#### Documento:
====
La ragione può conoscere l'esistenza di Dio

Per il Magistero della Chiesa non vi è alcun dubbio: la ragione umana può conoscere con certezza l’esistenza di un unico Dio creatore. Una chiarezza di giudizio che noi cristiani abbiamo perso, con gravi equivoci nel rapporto con gli altri.

Catechismo 05_12_2021
Michelangelo, Cappella Sistina - Creazione di Adamo

Per il Magistero della Chiesa non vi è alcun dubbio: la ragione umana può conoscere con certezza l’esistenza di un unico Dio creatore. La Chiesa è sufficientemente realista da non affermare che questo di fatto avvenga sempre, perché vi sono molti fattori che possono sviare questa ricerca e persino impedirne il primo passo, ossia la volontà di ricercare il fondamento dell’essere. Eppure la ragione è capace di Dio, è in grado di afferrarne con certezza l’esistenza.
====
#### Record forniti:
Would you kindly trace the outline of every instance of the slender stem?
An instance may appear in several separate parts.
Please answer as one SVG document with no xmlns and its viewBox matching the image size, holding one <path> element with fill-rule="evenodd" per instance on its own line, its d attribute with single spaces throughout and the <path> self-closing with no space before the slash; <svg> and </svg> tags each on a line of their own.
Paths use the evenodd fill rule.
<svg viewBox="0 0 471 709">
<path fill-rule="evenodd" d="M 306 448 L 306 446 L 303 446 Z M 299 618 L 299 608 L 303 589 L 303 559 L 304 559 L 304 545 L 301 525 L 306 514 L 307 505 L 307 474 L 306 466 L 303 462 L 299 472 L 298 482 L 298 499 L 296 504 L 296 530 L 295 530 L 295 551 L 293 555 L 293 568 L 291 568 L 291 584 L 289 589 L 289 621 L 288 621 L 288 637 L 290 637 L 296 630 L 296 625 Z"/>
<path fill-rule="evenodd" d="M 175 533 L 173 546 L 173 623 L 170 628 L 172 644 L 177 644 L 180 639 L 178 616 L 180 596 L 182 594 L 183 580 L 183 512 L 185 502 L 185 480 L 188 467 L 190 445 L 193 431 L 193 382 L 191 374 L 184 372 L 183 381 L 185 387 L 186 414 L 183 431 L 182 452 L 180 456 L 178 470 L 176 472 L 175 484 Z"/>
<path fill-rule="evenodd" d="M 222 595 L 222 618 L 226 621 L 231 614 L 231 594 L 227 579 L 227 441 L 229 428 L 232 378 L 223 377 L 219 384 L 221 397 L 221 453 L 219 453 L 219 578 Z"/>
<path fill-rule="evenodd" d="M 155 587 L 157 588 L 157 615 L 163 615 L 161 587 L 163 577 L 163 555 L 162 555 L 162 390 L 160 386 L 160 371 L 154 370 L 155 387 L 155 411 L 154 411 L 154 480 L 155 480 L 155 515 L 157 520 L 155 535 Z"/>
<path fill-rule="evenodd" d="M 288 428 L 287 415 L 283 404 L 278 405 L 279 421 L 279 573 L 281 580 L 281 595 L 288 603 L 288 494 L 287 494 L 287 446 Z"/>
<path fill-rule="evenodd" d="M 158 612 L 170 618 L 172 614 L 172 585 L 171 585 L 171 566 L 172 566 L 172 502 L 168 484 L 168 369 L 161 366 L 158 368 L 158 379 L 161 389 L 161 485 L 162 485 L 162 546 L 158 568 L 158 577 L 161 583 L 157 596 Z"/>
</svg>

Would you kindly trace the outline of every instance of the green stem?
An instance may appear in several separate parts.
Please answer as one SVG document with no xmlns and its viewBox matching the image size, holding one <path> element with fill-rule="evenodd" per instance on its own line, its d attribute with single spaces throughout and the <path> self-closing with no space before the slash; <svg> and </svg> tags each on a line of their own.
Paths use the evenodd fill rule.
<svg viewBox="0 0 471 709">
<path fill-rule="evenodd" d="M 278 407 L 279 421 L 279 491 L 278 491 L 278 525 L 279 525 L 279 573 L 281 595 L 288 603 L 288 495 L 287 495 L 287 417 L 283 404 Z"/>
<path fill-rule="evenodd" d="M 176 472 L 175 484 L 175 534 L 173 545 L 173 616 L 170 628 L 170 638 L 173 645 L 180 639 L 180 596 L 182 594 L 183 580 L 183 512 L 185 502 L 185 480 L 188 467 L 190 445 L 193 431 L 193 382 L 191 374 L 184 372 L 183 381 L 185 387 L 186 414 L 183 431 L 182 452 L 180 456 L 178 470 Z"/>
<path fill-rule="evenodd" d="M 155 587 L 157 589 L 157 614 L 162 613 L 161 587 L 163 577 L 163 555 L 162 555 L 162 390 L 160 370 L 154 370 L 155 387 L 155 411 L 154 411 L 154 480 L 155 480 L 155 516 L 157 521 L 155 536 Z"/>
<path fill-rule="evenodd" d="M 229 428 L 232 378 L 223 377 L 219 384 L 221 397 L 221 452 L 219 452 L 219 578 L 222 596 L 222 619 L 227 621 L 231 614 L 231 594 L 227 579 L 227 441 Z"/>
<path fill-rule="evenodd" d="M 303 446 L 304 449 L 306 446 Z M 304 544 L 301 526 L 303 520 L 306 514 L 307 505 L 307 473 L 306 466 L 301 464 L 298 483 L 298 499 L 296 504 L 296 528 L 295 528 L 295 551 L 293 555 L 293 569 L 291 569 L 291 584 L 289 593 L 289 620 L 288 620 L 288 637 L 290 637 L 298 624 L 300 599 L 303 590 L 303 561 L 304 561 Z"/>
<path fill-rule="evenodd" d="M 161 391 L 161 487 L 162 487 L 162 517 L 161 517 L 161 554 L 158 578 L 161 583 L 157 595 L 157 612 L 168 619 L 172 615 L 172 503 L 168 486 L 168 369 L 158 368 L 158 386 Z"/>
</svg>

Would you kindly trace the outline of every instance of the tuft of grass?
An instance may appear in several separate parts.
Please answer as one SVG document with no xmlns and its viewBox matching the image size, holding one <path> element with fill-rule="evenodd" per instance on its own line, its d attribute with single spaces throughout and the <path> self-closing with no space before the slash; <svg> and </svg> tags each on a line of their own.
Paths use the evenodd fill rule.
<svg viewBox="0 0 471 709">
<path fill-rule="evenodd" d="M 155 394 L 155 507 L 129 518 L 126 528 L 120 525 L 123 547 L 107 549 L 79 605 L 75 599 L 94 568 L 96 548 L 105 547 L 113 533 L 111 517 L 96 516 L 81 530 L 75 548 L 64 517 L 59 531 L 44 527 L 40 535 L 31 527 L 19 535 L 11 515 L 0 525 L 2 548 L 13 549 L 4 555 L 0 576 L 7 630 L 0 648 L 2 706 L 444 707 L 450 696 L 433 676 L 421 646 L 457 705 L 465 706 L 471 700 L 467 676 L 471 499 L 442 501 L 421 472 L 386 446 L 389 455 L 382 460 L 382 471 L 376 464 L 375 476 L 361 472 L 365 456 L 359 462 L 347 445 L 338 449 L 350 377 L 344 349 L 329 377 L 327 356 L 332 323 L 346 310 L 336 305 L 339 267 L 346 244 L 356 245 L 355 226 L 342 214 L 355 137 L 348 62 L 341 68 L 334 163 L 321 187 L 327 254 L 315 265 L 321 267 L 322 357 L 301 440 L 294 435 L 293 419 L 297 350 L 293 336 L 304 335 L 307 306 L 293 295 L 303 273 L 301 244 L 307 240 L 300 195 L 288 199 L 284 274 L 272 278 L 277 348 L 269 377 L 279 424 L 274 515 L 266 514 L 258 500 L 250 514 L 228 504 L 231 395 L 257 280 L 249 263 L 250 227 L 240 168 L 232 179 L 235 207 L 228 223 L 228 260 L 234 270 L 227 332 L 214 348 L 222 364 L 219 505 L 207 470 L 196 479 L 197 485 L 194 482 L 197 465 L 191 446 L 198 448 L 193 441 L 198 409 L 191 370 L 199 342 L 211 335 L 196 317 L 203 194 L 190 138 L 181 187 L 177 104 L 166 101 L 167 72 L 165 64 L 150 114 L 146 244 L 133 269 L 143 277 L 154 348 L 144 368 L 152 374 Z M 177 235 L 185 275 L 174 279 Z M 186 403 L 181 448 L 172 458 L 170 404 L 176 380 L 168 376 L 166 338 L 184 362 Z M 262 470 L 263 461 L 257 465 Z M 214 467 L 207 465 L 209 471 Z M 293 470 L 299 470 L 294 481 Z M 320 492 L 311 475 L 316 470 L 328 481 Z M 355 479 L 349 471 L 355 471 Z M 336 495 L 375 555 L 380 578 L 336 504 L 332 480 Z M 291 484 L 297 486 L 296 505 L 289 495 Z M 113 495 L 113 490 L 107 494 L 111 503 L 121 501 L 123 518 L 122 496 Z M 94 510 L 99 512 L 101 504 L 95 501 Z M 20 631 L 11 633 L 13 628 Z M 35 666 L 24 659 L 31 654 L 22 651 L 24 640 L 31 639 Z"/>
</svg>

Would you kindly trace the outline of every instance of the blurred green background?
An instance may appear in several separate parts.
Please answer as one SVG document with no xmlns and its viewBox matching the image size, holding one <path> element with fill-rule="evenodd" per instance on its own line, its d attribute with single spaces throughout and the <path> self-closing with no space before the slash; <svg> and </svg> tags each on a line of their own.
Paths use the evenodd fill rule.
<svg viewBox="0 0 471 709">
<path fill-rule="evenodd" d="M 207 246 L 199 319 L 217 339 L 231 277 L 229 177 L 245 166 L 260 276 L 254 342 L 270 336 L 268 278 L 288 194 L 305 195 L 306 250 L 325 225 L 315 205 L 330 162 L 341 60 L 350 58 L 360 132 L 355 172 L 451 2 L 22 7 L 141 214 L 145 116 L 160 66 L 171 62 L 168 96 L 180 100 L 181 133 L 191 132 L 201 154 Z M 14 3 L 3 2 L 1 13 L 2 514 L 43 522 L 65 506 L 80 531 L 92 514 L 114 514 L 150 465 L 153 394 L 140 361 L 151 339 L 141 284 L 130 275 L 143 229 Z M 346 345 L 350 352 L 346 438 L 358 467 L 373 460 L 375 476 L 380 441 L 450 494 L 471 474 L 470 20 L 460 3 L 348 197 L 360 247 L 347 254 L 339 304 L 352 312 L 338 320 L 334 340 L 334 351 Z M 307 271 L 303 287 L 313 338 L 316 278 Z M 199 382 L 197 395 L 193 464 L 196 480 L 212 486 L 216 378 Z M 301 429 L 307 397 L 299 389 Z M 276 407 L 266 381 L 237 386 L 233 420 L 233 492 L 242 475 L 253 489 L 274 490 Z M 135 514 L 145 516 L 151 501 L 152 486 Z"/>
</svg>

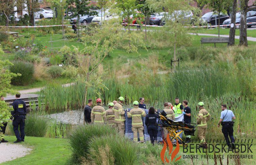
====
#### Cosa si chiede:
**A.** Rispondi a queste domande sul testo sulla conoscenza di Dio:
(i) Secondo il Magistero della Chiesa, che cosa può conoscere con certezza la ragione umana?
(ii) Che cosa abbiamo perso noi cristiani?
(iii) Quale primo passo della ricerca possono impedire molti fattori?
**B.** Trascrivi il passo del testo sulla conoscenza di Dio che va da "La ragione può" fino a "con gli altri." incluso.
I record non hanno alcun legame con il testo sulla conoscenza di Dio.

#### Risposte finali:
**A.**
(i) L'esistenza di un unico Dio creatore.
(ii) Una chiarezza di giudizio.
(iii) La volontà di ricercare il fondamento dell'essere.

**B.**
La ragione può conoscere l'esistenza di Dio

Per il Magistero della Chiesa non vi è alcun dubbio: la ragione umana può conoscere con certezza l’esistenza di un unico Dio creatore. Una chiarezza di giudizio che noi cristiani abbiamo perso, con gravi equivoci nel rapporto con gli altri.